__What is required__
Your copy of the material below should match it exactly, except that it holds no pictures.

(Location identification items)
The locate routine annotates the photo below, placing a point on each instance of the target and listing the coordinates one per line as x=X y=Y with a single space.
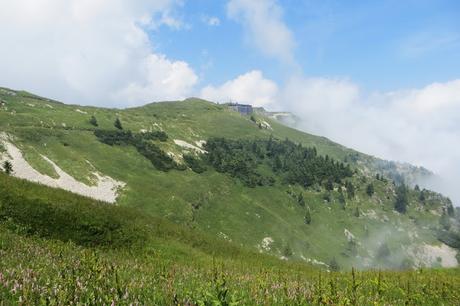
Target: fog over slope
x=419 y=126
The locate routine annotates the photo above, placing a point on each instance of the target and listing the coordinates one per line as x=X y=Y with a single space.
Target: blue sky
x=382 y=45
x=382 y=77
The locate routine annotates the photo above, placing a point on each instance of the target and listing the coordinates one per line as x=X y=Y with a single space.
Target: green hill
x=58 y=248
x=292 y=202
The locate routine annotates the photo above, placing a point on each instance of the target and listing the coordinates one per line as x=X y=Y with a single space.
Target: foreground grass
x=57 y=248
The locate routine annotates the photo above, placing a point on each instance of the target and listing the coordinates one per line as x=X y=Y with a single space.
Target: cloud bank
x=420 y=125
x=90 y=51
x=264 y=27
x=250 y=88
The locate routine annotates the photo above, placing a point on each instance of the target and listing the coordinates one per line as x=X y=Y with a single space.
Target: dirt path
x=106 y=188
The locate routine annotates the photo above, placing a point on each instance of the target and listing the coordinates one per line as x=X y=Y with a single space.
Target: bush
x=144 y=145
x=195 y=163
x=83 y=223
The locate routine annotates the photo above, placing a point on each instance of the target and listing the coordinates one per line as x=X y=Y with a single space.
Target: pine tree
x=8 y=167
x=422 y=197
x=357 y=212
x=444 y=221
x=301 y=200
x=93 y=121
x=401 y=199
x=307 y=216
x=342 y=200
x=329 y=185
x=350 y=190
x=370 y=190
x=333 y=265
x=117 y=124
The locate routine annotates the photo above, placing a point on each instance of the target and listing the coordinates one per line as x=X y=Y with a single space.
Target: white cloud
x=421 y=126
x=251 y=88
x=87 y=51
x=265 y=28
x=211 y=21
x=163 y=80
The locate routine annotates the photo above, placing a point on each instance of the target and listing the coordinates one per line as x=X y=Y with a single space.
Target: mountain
x=191 y=203
x=249 y=180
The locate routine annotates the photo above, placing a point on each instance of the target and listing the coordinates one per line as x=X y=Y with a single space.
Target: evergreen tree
x=357 y=212
x=8 y=167
x=422 y=196
x=342 y=200
x=329 y=185
x=402 y=199
x=383 y=251
x=93 y=121
x=333 y=265
x=301 y=200
x=444 y=221
x=350 y=189
x=307 y=216
x=370 y=190
x=450 y=208
x=117 y=124
x=287 y=251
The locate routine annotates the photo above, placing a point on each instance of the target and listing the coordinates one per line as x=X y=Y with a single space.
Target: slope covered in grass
x=147 y=260
x=346 y=226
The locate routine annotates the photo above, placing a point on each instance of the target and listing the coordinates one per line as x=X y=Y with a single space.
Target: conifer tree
x=370 y=190
x=8 y=167
x=93 y=121
x=401 y=199
x=117 y=124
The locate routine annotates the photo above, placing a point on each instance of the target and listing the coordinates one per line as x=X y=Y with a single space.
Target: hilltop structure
x=244 y=109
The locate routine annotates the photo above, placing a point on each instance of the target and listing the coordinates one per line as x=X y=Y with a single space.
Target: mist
x=420 y=126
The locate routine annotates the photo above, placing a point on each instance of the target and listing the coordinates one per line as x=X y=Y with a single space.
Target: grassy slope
x=227 y=208
x=151 y=261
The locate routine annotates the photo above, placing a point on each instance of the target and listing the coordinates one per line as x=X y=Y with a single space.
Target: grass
x=213 y=202
x=148 y=260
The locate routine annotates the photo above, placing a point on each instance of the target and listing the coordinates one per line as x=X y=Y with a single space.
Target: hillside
x=330 y=221
x=58 y=248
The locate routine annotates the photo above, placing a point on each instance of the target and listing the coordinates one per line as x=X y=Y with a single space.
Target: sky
x=382 y=77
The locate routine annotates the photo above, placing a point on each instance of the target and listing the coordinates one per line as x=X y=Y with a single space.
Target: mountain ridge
x=268 y=218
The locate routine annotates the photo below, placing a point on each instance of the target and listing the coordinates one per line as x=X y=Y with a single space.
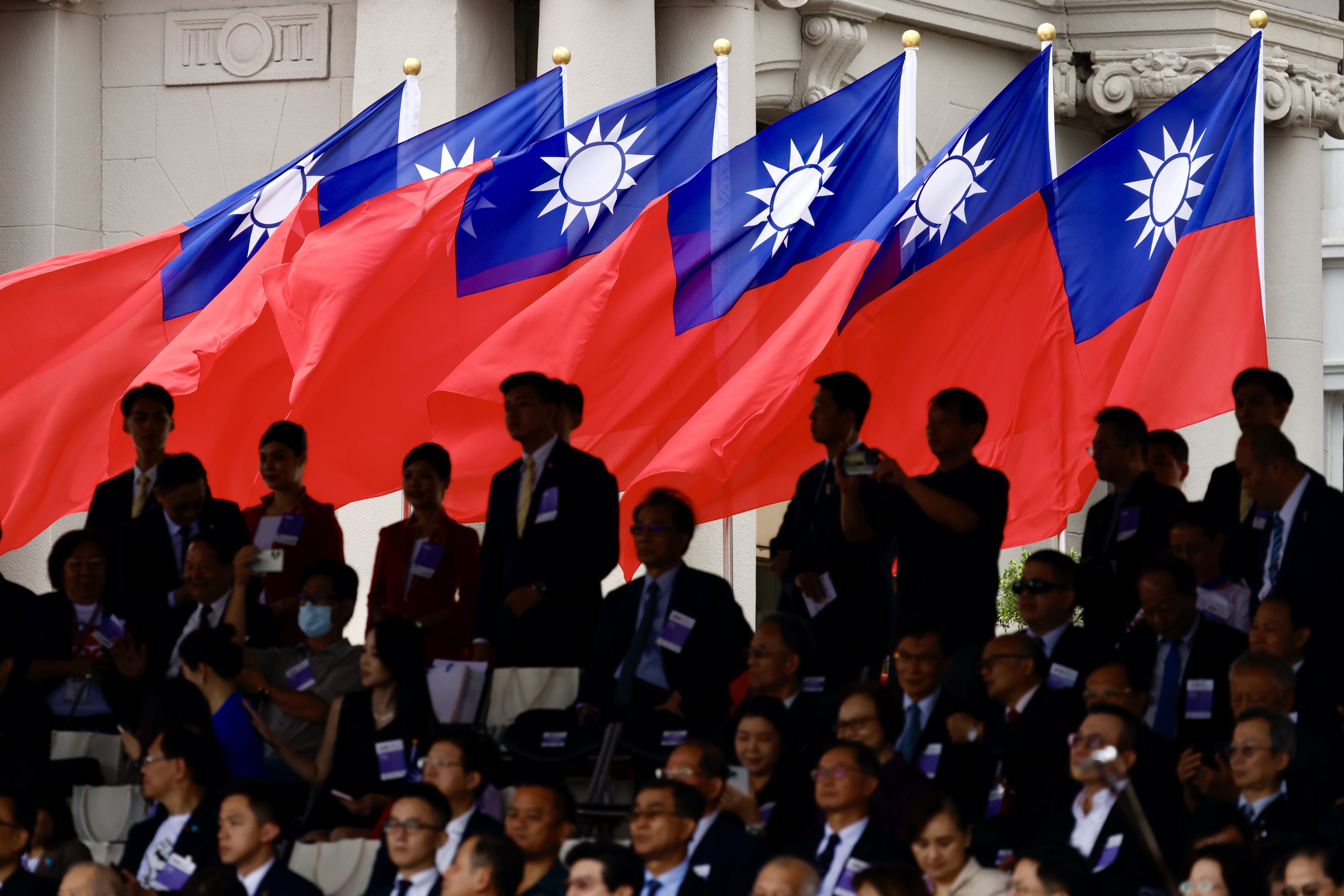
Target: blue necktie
x=1164 y=722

__Expected output__
The locate routine annotates the photo below, placing a point on each instance of the target and listing the coordinates one per line as x=X y=Y with a single space.
Target: fog over slope
x=419 y=126
The locate routine annotates the photo above, placing a point on each instance of the target and listing the coordinates one per line as x=X y=Y with a single space.
Target: blue sky
x=382 y=45
x=382 y=77
The locate routine annotates the photo above, placing a point on each instance of the target and listing the coordinates one per line as x=X y=Y with a single space.
Target: green hill
x=58 y=248
x=292 y=202
The locate routine annotates the photo above, placing a point on each instance of the target and listing the coordinates one per line as x=X y=Y with a single space.
Target: foreground grass
x=57 y=248
The locate routine annotates the photo above, placing a point on each instance of the target and listing the coordinates one per line as x=X y=Y with a single space.
Target: cloud bank
x=420 y=125
x=90 y=51
x=264 y=27
x=250 y=88
The locate routine annotates the photo above, placing a point on each instance of the target and listing the coordinates one per line as x=X y=Y with a single space.
Target: dirt path
x=106 y=188
The locate routine annotates the photo above, placing a point on each instance of the target and listing the coordinates one per line as x=X y=Y with a single space.
Target: bush
x=144 y=145
x=195 y=163
x=83 y=223
The locate routine annotates the photo above, placing a point on each instance of the target and listing the coordinates one per line as x=X y=Y with a single space.
Target: pine tree
x=8 y=167
x=422 y=197
x=357 y=212
x=444 y=221
x=301 y=200
x=93 y=121
x=401 y=199
x=307 y=216
x=342 y=200
x=329 y=185
x=350 y=190
x=370 y=190
x=333 y=265
x=117 y=124
The locate routine annotates the photo above, placing a point on each instance of the target and listing the coordinates one per line as x=X y=Y with a single space.
Target: white cloud
x=421 y=126
x=251 y=88
x=87 y=51
x=265 y=28
x=211 y=21
x=163 y=80
The locate routine annotates the photo above, placing a point on each instance of the target and listing the coordinates one per line as x=X y=Y with a single space.
Target: mountain
x=191 y=203
x=249 y=180
The locate routine annotates the photo above, placing a point on each instance of the target and listing the coordinates one per line as x=X y=Y with a single space.
Target: evergreen tree
x=357 y=212
x=8 y=167
x=422 y=196
x=342 y=200
x=329 y=185
x=402 y=199
x=383 y=251
x=93 y=121
x=333 y=265
x=301 y=200
x=444 y=221
x=350 y=189
x=307 y=216
x=370 y=190
x=450 y=208
x=117 y=124
x=287 y=251
The locate routine annotates the photo above, placing a point on each instance of the target and listing the coordinates one per line as x=X y=Y with a single space.
Target: slope covered in grass
x=147 y=260
x=346 y=226
The locate routine annotates the photo above, placing a point on each instance of the target and listing the coordinates one per line as x=X y=Y with a single space.
Target: conifer tree
x=370 y=190
x=8 y=167
x=93 y=121
x=401 y=199
x=117 y=124
The locate routine annotates the photo above, placing a point on each instance of the target and listing the coordinates one per line as x=X y=Y with a single space.
Target: hilltop structure
x=244 y=109
The locate routine annotates the photo above, placing a point on each instance of the target and listing the coordinates one per line as x=X y=Y with a single space.
Target: mist
x=420 y=126
The locate routine annotates the photo above, placing a point on each instance of the target and listing the coordinates one per line as x=X y=Y with a single space.
Target: grassy slope
x=227 y=208
x=151 y=261
The locate routine annotates the photo above, placing a point on each instance of the target and listing the coordinates one per line as x=X y=Y with a single space.
Target: grass
x=213 y=202
x=148 y=260
The locate routine annotates the photo above, placing a point on each instance of the target and listing the coordinates one per line as x=X y=Y with a single space.
Target: hillside
x=330 y=221
x=58 y=248
The locate routine annotates the photo above, placing a point on each instance of the target and listing the coordinates one per line as x=X y=Y with a single space.
Target: sky
x=382 y=77
The locate routine annotates the photo above, placing a point on each instance of the target and listing the coordinates one per line as x=X y=Y with a single space.
Target: mountain ridge
x=268 y=218
The locate routine annotates the photo below, placing a point on each instance of the target and listing the coordinates one per line as x=X y=Y with a single space.
Target: blue necktie
x=1164 y=722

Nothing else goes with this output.